AIM OF THE TASK: Filter the entries below, keeping every line that has the word "Warrior".

[Collected data entries]
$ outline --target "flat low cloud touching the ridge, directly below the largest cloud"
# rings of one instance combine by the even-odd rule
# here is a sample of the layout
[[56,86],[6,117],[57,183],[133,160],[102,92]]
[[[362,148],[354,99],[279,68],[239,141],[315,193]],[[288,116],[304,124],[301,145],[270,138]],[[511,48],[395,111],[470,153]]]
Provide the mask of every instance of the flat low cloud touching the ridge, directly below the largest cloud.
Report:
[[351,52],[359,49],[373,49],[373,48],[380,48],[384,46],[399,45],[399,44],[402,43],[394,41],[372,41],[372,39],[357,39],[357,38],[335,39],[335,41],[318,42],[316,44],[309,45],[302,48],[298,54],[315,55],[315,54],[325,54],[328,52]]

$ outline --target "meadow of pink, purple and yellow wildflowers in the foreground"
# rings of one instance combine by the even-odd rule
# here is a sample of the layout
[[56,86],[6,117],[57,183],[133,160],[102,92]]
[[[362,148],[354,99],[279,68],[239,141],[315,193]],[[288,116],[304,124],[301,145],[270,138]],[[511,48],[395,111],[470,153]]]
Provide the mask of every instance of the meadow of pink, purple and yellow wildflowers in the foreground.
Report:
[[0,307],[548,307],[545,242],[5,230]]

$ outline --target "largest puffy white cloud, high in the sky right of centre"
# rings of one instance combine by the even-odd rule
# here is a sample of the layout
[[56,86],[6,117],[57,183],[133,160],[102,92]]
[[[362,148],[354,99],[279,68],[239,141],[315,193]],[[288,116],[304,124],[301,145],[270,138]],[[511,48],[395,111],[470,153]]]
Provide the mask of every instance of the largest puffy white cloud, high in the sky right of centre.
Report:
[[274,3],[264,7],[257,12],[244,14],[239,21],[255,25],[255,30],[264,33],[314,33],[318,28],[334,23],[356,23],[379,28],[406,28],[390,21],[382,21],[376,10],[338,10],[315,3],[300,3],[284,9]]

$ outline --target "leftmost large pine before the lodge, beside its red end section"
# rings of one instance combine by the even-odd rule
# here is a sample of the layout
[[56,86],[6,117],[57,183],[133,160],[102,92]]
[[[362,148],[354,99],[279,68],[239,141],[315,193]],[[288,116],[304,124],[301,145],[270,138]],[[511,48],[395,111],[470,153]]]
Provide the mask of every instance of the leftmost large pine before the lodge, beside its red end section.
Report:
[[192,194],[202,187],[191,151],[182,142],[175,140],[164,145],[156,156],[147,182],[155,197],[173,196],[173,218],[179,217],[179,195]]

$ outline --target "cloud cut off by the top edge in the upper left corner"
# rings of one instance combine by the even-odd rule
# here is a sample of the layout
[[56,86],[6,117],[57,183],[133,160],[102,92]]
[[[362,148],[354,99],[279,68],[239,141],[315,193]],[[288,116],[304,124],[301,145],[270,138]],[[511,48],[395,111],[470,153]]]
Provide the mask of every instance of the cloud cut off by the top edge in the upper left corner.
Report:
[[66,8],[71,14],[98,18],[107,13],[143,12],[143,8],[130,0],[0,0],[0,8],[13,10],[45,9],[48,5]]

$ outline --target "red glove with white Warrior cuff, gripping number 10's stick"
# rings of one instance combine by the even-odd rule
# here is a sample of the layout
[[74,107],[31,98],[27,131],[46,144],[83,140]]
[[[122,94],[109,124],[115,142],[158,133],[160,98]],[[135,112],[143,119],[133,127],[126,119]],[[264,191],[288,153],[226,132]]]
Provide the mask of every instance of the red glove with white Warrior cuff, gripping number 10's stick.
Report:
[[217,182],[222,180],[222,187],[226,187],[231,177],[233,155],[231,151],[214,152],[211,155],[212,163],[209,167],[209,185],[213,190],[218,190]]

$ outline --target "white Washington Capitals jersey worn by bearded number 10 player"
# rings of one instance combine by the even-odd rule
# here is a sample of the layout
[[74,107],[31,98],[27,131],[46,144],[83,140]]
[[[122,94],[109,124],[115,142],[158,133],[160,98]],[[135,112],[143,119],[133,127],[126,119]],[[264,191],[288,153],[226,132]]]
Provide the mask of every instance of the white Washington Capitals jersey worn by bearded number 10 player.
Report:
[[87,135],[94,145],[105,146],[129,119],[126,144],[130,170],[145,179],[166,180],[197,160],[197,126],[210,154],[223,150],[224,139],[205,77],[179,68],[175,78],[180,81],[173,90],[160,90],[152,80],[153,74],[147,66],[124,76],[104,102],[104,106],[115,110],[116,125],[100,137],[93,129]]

EXERCISE SOLUTION:
$ outline --target "red glove with white Warrior cuff, gripping number 10's stick"
Provide the mask of every instance of the red glove with white Warrior cuff, gripping number 10's stick.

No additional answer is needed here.